Without omitting anything, copy every entry word for word.

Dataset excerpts
**********

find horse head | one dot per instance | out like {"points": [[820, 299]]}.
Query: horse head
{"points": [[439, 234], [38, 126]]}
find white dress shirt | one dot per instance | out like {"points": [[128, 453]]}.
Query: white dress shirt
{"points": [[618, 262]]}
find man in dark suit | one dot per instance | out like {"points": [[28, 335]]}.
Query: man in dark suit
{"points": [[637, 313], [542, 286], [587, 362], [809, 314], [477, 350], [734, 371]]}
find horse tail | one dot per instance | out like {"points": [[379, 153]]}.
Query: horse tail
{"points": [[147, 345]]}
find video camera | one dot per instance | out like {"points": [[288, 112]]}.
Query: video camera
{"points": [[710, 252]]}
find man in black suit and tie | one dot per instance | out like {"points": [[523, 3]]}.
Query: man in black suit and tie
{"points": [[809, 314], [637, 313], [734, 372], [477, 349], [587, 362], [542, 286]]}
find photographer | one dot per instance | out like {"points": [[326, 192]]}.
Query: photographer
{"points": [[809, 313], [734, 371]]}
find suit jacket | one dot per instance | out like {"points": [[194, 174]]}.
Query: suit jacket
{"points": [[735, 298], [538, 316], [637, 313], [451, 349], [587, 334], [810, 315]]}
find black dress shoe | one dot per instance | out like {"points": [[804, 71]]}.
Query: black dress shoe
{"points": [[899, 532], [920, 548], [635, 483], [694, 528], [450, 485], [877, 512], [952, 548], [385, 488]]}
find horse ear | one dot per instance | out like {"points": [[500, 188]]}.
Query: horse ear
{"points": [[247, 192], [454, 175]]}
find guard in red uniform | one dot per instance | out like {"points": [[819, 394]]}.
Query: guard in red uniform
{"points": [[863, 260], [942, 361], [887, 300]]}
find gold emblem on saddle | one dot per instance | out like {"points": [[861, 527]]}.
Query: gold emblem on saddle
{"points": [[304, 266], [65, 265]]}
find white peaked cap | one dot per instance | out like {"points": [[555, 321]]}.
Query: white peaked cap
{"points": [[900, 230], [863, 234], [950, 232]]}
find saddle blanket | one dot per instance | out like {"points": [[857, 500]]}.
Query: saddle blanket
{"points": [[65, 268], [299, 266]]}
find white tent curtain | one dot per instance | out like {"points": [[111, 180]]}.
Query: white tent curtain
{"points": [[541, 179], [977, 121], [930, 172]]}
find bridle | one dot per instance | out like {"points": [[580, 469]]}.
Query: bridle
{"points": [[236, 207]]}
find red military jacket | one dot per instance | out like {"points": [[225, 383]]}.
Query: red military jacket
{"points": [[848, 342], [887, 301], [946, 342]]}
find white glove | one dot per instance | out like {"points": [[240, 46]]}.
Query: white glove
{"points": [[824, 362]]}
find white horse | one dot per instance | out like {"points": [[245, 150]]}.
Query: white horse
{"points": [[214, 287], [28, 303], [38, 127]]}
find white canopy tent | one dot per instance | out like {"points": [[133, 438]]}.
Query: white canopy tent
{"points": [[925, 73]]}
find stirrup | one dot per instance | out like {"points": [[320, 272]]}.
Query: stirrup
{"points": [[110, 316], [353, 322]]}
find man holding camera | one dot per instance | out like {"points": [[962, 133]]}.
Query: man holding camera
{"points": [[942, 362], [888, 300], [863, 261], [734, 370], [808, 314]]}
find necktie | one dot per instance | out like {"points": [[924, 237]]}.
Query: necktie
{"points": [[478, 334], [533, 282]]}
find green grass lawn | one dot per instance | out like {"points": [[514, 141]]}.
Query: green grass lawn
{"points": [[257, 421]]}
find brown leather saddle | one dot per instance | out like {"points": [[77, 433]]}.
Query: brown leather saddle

**********

RESPONSE TO THE EXERCISE =
find horse head | one dot per instance | out like {"points": [[820, 299]]}.
Query: horse head
{"points": [[439, 234], [38, 126]]}
find white dress shirt | one dot per instance | out like {"points": [[128, 453]]}.
Query: white dress shirt
{"points": [[618, 262]]}
find man in dark suit | one dot per instance | out like {"points": [[28, 335]]}.
Query: man in dark suit
{"points": [[637, 313], [542, 286], [587, 362], [809, 314], [477, 350], [734, 371]]}
find horse tail | one dot per instance | out like {"points": [[379, 153]]}.
Query: horse tail
{"points": [[147, 345]]}
find video camera | one dot per instance | out like {"points": [[288, 112]]}.
Query: video camera
{"points": [[710, 252]]}
find man in black suit and tie | one dot per instance | out like {"points": [[523, 3]]}.
Query: man in black suit and tie
{"points": [[809, 314], [637, 313], [734, 372], [477, 349], [587, 362], [542, 286]]}
find photographer | one dot per instance | out like {"points": [[326, 192]]}.
Query: photographer
{"points": [[809, 313], [734, 371]]}
find suit jacket | one dot per instance | out like {"points": [[194, 174]]}.
Query: suit jacket
{"points": [[735, 298], [538, 316], [637, 313], [451, 349], [587, 334], [810, 315]]}
find black dress shoe | one dot per instance | out like {"points": [[804, 71]]}.
Query: black dress shoe
{"points": [[899, 532], [920, 548], [635, 483], [694, 528], [450, 485], [877, 512], [952, 548], [385, 488]]}
find horse ear | one dot per instance | out like {"points": [[500, 188]]}.
Query: horse ear
{"points": [[247, 192], [454, 175]]}
find guard in red uniform | one dot per instance | out like {"points": [[819, 394]]}.
Query: guard in red uniform
{"points": [[863, 260], [942, 361], [887, 300]]}
find gold emblem on saddle | one dot per instance | out like {"points": [[861, 527]]}.
Query: gold emblem on saddle
{"points": [[304, 266], [65, 265]]}
find white peaked cap | one dot per instance | out like {"points": [[555, 321]]}.
Query: white peaked cap
{"points": [[900, 230], [863, 234], [950, 232]]}
find saddle blanket | one dot per instance | out like {"points": [[857, 500]]}.
Query: saddle blanket
{"points": [[65, 268], [299, 266]]}
find white tent curtain | one dot per instance | out like {"points": [[111, 180]]}.
Query: white tent curtain
{"points": [[541, 179], [977, 121], [930, 172]]}
find bridle | one dot per instance | out like {"points": [[580, 469]]}.
Query: bridle
{"points": [[236, 207]]}
find red military jacket | one dot per instance | out like {"points": [[225, 383]]}.
Query: red military jacket
{"points": [[848, 342], [887, 301], [946, 342]]}
find white glove | one dot per instance | out like {"points": [[240, 46]]}.
Query: white glove
{"points": [[824, 362]]}
find white horse | one dot per instance | out like {"points": [[245, 150]]}.
Query: white horse
{"points": [[214, 287], [28, 303], [38, 127]]}
find white canopy tent | one dot per instance | out like {"points": [[133, 438]]}.
Query: white canopy tent
{"points": [[925, 73]]}
find stirrup | one dot per instance | out like {"points": [[320, 272]]}.
Query: stirrup
{"points": [[110, 316], [353, 322]]}
find man holding camera | one dot per instance | out like {"points": [[962, 133]]}.
Query: man holding camera
{"points": [[942, 362], [888, 300], [863, 261], [734, 370], [808, 314]]}
find necktie | one dot per instance | out like {"points": [[924, 237]]}.
Query: necktie
{"points": [[478, 334], [533, 282]]}
find green grass lawn | one dot per instance | out like {"points": [[514, 141]]}.
Query: green grass lawn
{"points": [[257, 421]]}
find brown leather saddle | one dot per instance | out like {"points": [[77, 433]]}.
Query: brown leather saddle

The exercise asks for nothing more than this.